Bhuvanaarkala07 avatar Jul 28 '24 18:07 Bhuvanaarkala07

I am facing the same issue. The step does not terminate the emulator, and it stays stuck in the step. I tried @mustalk suggestion, but the workflow is not able to reach the step where it kills the crashpad_handler.

    - name: Set up the Android emulator and run tests
       uses: reactivecircus/android-emulator-runner@v2
       with:
         api-level: 33
         target: google_apis_playstore
         arch: x86_64
         emulator-boot-timeout: 600
         disable-animations: true
         script: ./scripts/run-tests.sh

Added process termination commands within the custom script ./scripts/run-tests.sh, but still no success. This script runs the Appium testing that I have integrated.

In addition, I have :

  • ANDROID_EMULATOR_WAIT_TIME_BEFORE_KILL: 60
  • And my job has the following values :
runs-on: ubuntu-latest
uses: reactivecircus/android-emulator-runner@v2

Context and Background

Emulator Running Android emulators on GitHub Actions can be challenging due to the lack of KVM support on ubuntu-latest.

macOS vs. Ubuntu The macos-latest runner includes pre-installed Android SDKs and better support for Android emulation. However, using macos-latest is more expensive compared to ubuntu-latest. Setting up a self-hosted macOS runner might be a cost-effective solution, but, I would like to try with the Ubuntu image first, if possible.

○ ○ ○ ○ ○ ○ ○

- [Exercise aim]: What API level does the emulator step in the forum post specify?

[Point annotation dataset records]
○ ○ ○ ○ ○ ○ ○

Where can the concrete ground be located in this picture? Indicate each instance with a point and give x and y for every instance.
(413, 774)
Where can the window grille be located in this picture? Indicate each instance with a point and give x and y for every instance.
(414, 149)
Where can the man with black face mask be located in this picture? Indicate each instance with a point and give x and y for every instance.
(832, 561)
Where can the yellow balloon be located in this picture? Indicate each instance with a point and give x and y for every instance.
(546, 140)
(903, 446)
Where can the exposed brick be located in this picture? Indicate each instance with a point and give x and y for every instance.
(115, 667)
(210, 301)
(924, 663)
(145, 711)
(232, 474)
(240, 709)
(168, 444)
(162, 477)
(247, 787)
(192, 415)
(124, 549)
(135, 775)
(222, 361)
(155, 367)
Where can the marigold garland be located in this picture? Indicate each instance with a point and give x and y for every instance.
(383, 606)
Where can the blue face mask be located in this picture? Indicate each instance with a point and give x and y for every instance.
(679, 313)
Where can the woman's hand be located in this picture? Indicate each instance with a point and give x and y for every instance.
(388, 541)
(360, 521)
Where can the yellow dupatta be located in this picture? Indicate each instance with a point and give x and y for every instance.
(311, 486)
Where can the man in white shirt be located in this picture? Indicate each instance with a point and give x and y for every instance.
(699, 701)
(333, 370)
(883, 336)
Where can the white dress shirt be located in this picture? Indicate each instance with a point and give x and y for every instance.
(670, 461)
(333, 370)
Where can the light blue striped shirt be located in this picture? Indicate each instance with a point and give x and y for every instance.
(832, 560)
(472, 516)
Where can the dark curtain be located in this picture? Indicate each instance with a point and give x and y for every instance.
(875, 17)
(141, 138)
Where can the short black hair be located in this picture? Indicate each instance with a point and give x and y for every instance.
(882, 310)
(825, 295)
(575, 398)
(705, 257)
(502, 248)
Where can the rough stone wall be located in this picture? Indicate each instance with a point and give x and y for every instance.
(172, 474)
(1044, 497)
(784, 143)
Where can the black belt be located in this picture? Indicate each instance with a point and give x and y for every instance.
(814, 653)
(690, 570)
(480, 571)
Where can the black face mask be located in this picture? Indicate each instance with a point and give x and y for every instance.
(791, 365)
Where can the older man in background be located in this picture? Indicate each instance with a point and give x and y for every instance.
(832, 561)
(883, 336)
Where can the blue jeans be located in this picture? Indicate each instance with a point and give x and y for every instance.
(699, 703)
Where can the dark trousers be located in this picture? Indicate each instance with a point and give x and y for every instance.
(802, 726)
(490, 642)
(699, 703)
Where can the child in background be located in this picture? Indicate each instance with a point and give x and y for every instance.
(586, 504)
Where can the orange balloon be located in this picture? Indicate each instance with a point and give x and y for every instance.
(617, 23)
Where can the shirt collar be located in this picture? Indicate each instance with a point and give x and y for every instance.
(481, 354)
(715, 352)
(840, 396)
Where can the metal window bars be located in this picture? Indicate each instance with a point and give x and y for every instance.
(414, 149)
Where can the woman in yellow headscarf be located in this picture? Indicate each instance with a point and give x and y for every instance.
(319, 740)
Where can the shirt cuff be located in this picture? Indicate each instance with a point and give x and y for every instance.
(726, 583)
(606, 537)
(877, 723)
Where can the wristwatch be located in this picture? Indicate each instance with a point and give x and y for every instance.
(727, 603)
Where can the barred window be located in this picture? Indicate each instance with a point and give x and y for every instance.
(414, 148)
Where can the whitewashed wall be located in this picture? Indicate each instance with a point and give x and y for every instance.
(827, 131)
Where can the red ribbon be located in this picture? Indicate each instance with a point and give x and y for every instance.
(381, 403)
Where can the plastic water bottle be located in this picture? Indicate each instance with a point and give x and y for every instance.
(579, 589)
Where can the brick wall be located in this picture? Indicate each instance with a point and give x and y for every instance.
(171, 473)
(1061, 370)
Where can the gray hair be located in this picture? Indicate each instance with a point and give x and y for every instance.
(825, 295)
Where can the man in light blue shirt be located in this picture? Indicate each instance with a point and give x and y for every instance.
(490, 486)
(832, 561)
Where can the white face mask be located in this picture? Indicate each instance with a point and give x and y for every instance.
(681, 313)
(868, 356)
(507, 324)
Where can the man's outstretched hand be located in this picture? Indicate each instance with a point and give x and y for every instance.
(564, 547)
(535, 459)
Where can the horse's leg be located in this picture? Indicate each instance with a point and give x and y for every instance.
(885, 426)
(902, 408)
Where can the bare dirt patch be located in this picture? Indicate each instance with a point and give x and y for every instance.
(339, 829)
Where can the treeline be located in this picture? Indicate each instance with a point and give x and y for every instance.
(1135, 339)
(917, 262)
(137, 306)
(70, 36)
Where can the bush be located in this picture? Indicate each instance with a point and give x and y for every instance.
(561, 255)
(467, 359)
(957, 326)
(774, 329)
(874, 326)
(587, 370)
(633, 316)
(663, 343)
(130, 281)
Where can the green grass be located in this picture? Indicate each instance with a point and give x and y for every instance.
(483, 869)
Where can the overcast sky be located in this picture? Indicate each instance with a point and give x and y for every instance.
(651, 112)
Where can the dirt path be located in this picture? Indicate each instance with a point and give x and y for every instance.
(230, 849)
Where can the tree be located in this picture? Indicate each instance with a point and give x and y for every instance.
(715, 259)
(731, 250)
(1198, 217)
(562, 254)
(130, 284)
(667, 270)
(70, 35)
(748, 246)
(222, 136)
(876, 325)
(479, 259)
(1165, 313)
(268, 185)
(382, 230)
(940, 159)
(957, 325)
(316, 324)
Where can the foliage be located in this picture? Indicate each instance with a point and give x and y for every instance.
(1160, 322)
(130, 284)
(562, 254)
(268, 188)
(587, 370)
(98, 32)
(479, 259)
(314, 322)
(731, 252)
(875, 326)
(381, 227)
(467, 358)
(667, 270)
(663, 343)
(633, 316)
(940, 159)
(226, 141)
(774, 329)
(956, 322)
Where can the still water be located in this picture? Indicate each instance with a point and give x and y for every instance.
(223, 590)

○ ○ ○ ○ ○ ○ ○

- [Reply]: 33